- Document text:
____________

This morning I had breakfast in Manhattan with my oldest friend, a man I met in middle school in 1971. I’ve been travelling in The States the past few weeks to see friends and family, and managed to find him through social media. He’s not a Luddite but he doesn’t have the usual Instagram presence, the Snapchat account, or the marketing materials of most people these days, so he’s a bit hard to track down.
Steve is an internationally well-known artist, with drawings in the Morgan Library and paintings in the Whitney’s permanent collection. He spent a summer working in Monet’s home at Giverny and another in residency at the famous Skowhegan School of Art and Sculpture in Maine. He knows a lot about art, but not much about sustainability, and as we were catching up he asked naively, “What’s all this sustainability stuff you’re writing about?”
So I pointed to his coffee cup and said, “it’s about that.” He cocked an eyebrow inquiringly. I picked up a sugar packet. “It’s also about this,” I said, and he puckered his lips. I took a sip of water and said, “It’s definitely about this stuff, too.” “Ah,” he said.
I pointed next to the straw the restaurant had automatically put in his glass. “Got it,” he said.
We were seated in the open window of a café on 7th Avenue, and I gestured towards the cars and buses, the new construction across the street, the paper napkin he was dabbing his lips with after a sip of espresso.
“So…it’s everything,” he said. I thought about this for a bit before realizing that almost all we could see was wrapped up in the sustainability equation somehow. The concrete sidewalks, and the brick piles outside the construction site. The streetlights, the clothing and hair product of the passersby.
The eggs, breads, meats and vegetables on the tables nearby all got a blunt forefinger in their direction. The carafe of cream on our table, too, received its quick, pointed tap. Leather shoes and belts, the gas range and oven in the restaurant’s kitchen, and the electricity to run the fan by our table, received their due scrutiny.
At this point my friend was in the spirit too, and touched the wooden table’s well-scarred surface, then the plastic-coated menu. I added the ink thereon. The air wafting in our window, all of it was in the mix.
It struck me there was nothing within our reach, nothing in sight, which didn’t also have a number of solutions available, right now, to make it more sustainable. Sure, there are climate issues surrounding all these materials, but there are already substitutes, remedies, workarounds and replacements underway for all of them.
What is needed, then, are not necessarily solutions, but awareness, education, commitment. A significant chunk of people with a true stake in the outcome and the energy to take decisive action.
Hey Presto! There is a Global Climate Strike happening this very Friday, fueled by students, young people, who will be walking out of their classes in large numbers to demand a habitable planet for themselves and their own future generations. Students in more than 150 nations are expected to participate and, while we don’t know their numbers yet, it’s likely to be…well, a lot. Just what the sustainability doctor ordered!

____________

- Prompt A: In the sustainability essay, where did Steve spend a summer working?
- Prompt B: Print the stretch of the sustainability essay from "So I pointed" through "of the passersby.".
- Prompt C: Proceed with the sustainability essay, picking up right after its last sentence.

- Provided information:
____________

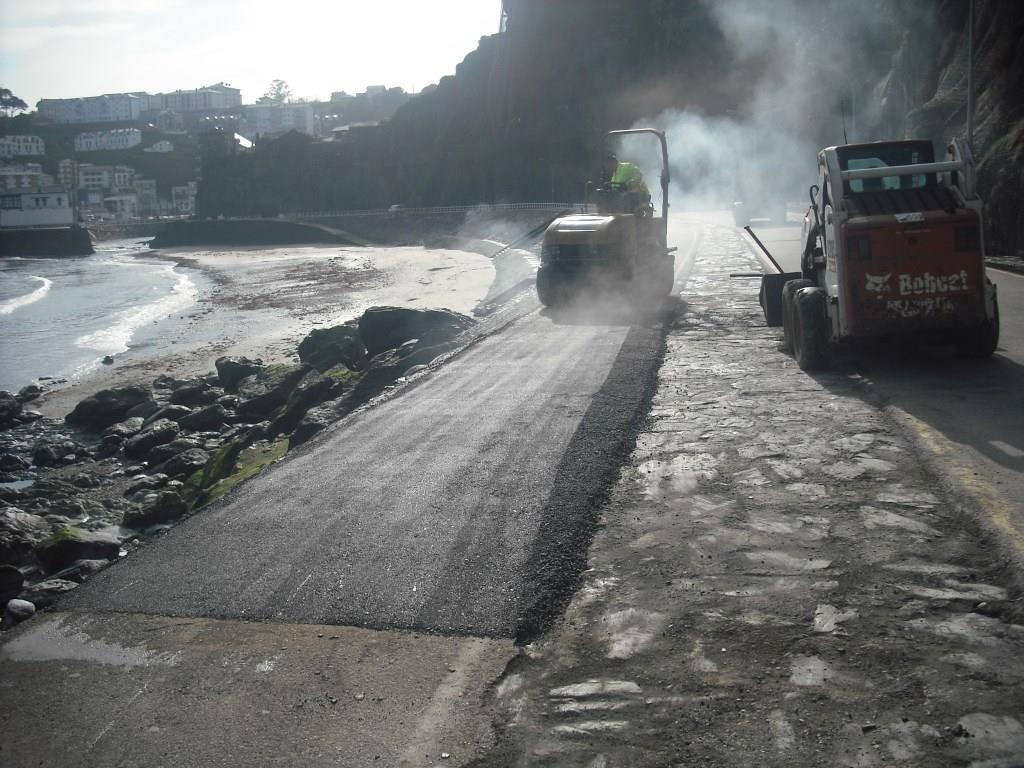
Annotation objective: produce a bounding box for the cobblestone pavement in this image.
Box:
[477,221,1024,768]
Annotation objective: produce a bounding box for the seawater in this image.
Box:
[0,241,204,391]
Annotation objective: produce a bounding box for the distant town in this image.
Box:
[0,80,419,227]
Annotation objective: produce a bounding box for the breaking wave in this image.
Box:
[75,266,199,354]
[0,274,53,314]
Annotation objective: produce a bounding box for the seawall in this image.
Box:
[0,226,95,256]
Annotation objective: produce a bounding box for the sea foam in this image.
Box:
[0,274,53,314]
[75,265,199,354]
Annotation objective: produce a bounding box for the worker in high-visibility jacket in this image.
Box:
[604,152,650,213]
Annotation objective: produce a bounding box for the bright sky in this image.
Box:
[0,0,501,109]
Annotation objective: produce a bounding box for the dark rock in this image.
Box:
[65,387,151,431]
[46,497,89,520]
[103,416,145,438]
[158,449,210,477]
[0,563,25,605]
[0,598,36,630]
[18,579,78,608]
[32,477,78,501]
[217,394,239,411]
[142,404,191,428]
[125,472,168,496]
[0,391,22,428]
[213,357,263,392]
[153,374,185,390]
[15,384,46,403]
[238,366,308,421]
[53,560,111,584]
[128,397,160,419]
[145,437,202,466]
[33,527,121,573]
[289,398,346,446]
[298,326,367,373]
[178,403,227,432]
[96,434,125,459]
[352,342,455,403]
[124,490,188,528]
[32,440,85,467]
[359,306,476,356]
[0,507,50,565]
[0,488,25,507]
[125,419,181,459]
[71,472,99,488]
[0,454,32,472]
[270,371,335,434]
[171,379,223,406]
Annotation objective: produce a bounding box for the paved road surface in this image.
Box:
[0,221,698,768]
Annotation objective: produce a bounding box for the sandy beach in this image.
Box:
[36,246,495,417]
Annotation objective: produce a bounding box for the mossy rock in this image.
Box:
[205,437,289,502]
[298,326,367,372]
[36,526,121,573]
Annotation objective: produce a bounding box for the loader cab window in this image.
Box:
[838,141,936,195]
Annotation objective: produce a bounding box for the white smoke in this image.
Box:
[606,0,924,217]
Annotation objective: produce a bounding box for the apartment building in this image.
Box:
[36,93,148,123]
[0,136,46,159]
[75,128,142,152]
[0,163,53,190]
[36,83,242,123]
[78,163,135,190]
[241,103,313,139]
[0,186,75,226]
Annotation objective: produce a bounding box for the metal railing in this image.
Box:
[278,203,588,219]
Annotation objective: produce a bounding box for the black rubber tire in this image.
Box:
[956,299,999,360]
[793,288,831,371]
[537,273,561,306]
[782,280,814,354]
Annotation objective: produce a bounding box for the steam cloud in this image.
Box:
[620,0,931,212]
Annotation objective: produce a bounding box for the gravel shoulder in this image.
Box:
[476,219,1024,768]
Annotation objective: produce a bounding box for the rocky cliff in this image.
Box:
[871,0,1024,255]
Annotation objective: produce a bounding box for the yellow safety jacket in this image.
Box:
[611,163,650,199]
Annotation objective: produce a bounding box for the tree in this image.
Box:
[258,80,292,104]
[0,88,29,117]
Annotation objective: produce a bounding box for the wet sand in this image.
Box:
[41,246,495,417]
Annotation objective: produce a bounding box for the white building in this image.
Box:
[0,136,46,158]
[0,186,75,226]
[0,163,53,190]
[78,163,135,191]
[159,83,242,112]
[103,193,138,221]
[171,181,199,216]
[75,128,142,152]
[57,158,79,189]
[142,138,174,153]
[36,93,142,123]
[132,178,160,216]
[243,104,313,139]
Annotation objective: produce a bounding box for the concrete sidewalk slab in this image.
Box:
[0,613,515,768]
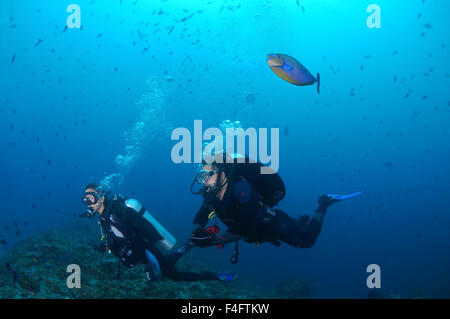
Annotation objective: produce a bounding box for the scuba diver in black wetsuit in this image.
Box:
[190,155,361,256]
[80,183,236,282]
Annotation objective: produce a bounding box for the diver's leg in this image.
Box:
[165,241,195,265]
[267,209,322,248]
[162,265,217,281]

____________

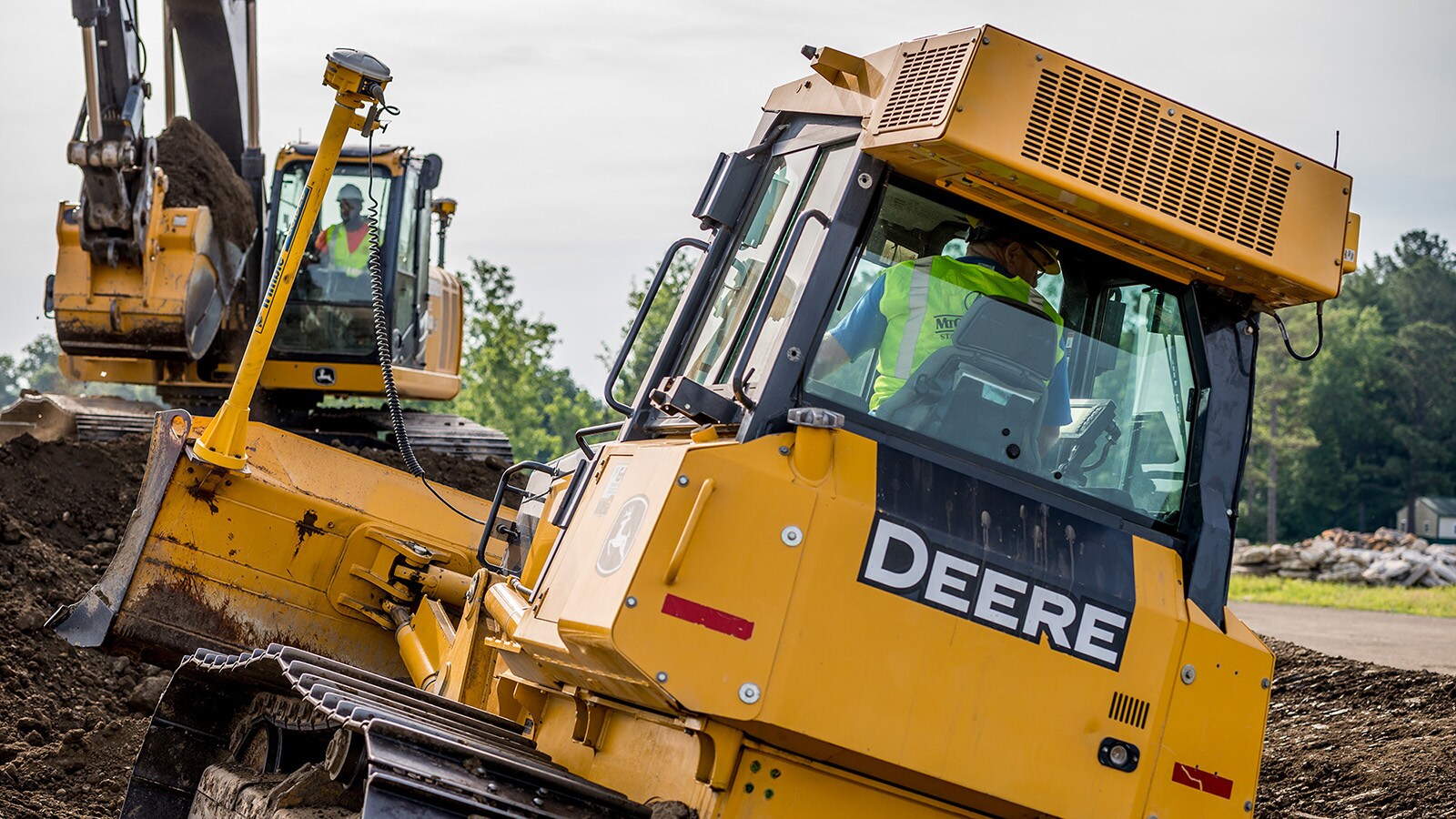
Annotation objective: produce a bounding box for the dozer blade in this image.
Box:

____________

- Exercise answer A: In Monet's home at Giverny.

- Exercise answer B:
So I pointed to his coffee cup and said, “it’s about that.” He cocked an eyebrow inquiringly. I picked up a sugar packet. “It’s also about this,” I said, and he puckered his lips. I took a sip of water and said, “It’s definitely about this stuff, too.” “Ah,” he said.
I pointed next to the straw the restaurant had automatically put in his glass. “Got it,” he said.
We were seated in the open window of a café on 7th Avenue, and I gestured towards the cars and buses, the new construction across the street, the paper napkin he was dabbing his lips with after a sip of espresso.
“So…it’s everything,” he said. I thought about this for a bit before realizing that almost all we could see was wrapped up in the sustainability equation somehow. The concrete sidewalks, and the brick piles outside the construction site. The streetlights, the clothing and hair product of the passersby.

- Exercise answer C:
Some kids already strike every Friday, in an organization called Fridays for Future, which had its genesis in Greta Thunberg’s every-Friday school strike in Sweden demanding the government get in line with the Paris agreement’s targets. Man! If you have to protest like that in Sweden, it’s not a moment too soon to do it here!
In November of 2016, more than 50,000 people, mostly schoolchildren, participated in the first strike of this kind during the Paris climate change conference, and various actions continued in hundreds of countries on an ad hoc basis. Then in March of this year, almost a million-and-a-half kids walked out of schools worldwide, demanding climate action. Again in May, hundreds of thousands stayed out of schools, marching and demanding a clean planet to grow up in.
New York City — the largest school system in the United States — announced this week that there will be no penalties for students attending the event, which could potentially swell the strikers’ ranks by more than a million kids.
Dragged along in the wake of these students are forward-looking corporations like Ben & Jerry’s, whose stores will close so their staffs can join the strike or strike-related events; Patagonia, which is also in deep behind the strikers, and hundreds of other companies which are closing or expressing their solidarity in some way.
Dragged along also are the world’s governments, many of whom are meeting at the United Nations a few days after the strike to discuss climate change at the U.N. Climate Summit. When they do, everything they see and touch will have both a problematic role in sustainability and with a tenable solution that is available right now.
The question is, will these kids, marching for their very lives, shift the equation so those solutions are adopted right now by those dragged along behind: by us?
The determination being shown by these young people suggests they just might.